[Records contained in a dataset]
^^^^^^^^

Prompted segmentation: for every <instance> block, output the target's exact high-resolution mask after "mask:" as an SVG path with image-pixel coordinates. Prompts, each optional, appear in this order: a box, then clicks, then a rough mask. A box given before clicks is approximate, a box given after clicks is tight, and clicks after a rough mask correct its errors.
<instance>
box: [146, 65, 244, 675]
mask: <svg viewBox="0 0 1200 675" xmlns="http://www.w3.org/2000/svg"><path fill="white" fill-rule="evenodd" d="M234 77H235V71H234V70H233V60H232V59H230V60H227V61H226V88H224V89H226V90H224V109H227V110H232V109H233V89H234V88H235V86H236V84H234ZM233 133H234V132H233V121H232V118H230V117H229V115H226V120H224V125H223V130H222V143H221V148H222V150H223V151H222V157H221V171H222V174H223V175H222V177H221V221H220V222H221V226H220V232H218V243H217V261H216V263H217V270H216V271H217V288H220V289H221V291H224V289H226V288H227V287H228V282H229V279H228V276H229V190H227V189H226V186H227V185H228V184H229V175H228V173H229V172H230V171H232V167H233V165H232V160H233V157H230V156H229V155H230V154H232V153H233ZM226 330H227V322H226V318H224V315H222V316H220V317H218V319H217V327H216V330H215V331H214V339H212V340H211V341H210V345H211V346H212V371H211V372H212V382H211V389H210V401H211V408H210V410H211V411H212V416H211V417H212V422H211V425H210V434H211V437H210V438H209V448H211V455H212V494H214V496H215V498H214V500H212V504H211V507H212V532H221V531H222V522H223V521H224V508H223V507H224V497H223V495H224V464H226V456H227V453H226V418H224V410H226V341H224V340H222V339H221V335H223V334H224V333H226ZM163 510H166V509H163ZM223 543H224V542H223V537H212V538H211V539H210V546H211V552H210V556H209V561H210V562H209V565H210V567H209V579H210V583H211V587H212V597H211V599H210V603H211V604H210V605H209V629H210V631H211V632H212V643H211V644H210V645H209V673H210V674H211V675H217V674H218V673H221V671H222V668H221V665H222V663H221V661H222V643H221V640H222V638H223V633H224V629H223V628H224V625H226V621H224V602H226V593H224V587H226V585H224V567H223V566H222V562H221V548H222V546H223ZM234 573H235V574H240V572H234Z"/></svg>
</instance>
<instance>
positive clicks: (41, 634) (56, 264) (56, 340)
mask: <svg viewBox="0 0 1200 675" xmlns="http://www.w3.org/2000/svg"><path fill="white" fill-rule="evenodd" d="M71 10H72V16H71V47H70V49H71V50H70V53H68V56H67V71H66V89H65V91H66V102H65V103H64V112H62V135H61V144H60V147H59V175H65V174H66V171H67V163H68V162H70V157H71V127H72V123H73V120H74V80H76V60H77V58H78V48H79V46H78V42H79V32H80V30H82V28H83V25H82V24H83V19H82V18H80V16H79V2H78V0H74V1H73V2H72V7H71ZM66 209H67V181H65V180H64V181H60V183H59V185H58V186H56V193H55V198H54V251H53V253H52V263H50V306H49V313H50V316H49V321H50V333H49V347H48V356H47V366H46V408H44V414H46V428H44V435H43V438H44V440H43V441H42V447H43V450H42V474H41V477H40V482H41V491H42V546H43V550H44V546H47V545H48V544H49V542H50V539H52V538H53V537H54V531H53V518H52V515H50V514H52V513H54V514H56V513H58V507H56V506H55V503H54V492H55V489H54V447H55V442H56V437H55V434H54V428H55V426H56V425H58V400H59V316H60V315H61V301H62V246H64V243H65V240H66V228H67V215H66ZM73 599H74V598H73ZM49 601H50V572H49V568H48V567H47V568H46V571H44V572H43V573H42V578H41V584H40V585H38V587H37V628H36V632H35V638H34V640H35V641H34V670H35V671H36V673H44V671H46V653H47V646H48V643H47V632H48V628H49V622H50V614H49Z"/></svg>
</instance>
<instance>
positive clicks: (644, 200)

^^^^^^^^

▶ _Problem statement_: Every line of the data must be written out again word for word.

▶ _Result_:
Prompted segmentation: for every <instance> block, output the target's exact high-resolution mask after "mask:" as an SVG path with image-pixel coordinates. Prompts, each optional, appear in this order: a box, then clicks, then a rough mask. A box given before clicks is approximate, a box given after clicks is tight, and clicks after a rough mask correct its errors.
<instance>
box: [146, 65, 244, 675]
mask: <svg viewBox="0 0 1200 675" xmlns="http://www.w3.org/2000/svg"><path fill="white" fill-rule="evenodd" d="M234 77H235V71H234V70H233V60H232V59H230V60H227V61H226V88H224V89H226V90H224V109H227V110H232V109H233V89H234V88H235V86H236V84H234ZM233 133H234V132H233V121H232V118H230V117H229V115H226V120H224V125H223V130H222V143H221V148H222V150H223V151H222V157H221V171H222V174H223V175H222V177H221V221H220V222H221V226H220V232H218V243H217V261H216V263H217V270H216V271H217V288H220V289H221V291H224V289H226V288H227V287H228V282H229V279H228V276H229V190H227V189H226V186H227V185H228V184H229V175H228V173H229V172H230V171H232V167H233V165H232V160H233V157H230V156H229V155H230V154H232V153H233ZM226 330H227V322H226V318H224V315H222V316H220V317H218V319H217V327H216V330H215V331H214V339H212V340H211V341H210V345H211V346H212V371H211V372H212V382H211V389H210V401H211V408H210V410H211V411H212V416H211V417H212V422H211V425H210V434H211V437H210V438H209V448H211V455H212V494H214V496H215V498H214V500H212V504H211V507H212V532H221V531H222V522H223V521H224V508H223V507H224V497H223V495H224V464H226V456H227V453H226V418H224V410H226V341H224V340H222V339H221V335H223V334H224V333H226ZM163 510H166V509H163ZM223 543H224V542H223V537H212V538H211V539H210V546H211V552H210V556H209V561H210V562H209V565H210V567H209V579H210V583H211V587H212V597H211V599H210V603H211V604H210V605H209V629H210V631H211V632H212V643H211V644H210V645H209V673H210V674H211V675H217V674H218V673H221V671H222V668H221V665H222V663H221V661H222V643H221V640H222V638H223V633H224V629H223V628H224V625H226V621H224V602H226V593H224V587H226V585H224V567H223V566H222V562H221V548H222V546H223ZM234 573H235V574H240V572H234Z"/></svg>
</instance>
<instance>
positive clicks: (41, 634) (56, 264) (56, 340)
mask: <svg viewBox="0 0 1200 675" xmlns="http://www.w3.org/2000/svg"><path fill="white" fill-rule="evenodd" d="M71 10H72V16H71V47H70V49H71V50H70V53H68V56H67V71H66V89H65V91H66V102H65V103H64V112H62V135H61V144H60V147H59V175H65V174H66V171H67V163H68V162H70V157H71V127H72V123H73V120H74V80H76V60H77V58H78V48H79V46H78V42H79V32H80V30H82V28H83V25H82V24H83V19H82V18H80V16H79V2H78V0H74V1H73V2H72V7H71ZM66 209H67V181H65V180H64V181H60V183H59V185H58V186H56V193H55V198H54V251H53V253H52V263H50V306H49V313H50V316H49V321H50V333H49V347H48V356H47V366H46V408H44V414H46V428H44V435H43V438H44V440H43V441H42V447H43V450H42V474H41V477H40V482H41V491H42V546H43V550H44V546H47V545H48V544H49V542H50V539H52V538H53V537H54V531H53V518H52V515H50V514H52V513H54V514H56V513H58V507H56V506H55V503H54V492H55V489H54V447H55V442H56V437H55V434H54V428H55V426H56V425H58V400H59V316H60V315H61V301H62V246H64V243H65V240H66V228H67V215H66ZM73 599H74V598H73ZM49 601H50V572H49V568H48V567H47V568H46V571H44V572H43V573H42V578H41V584H40V585H38V587H37V628H36V632H35V638H34V640H35V641H34V670H35V671H36V673H44V671H46V653H47V646H48V643H47V632H48V628H49V622H50V614H49Z"/></svg>
</instance>
<instance>
positive clicks: (644, 200)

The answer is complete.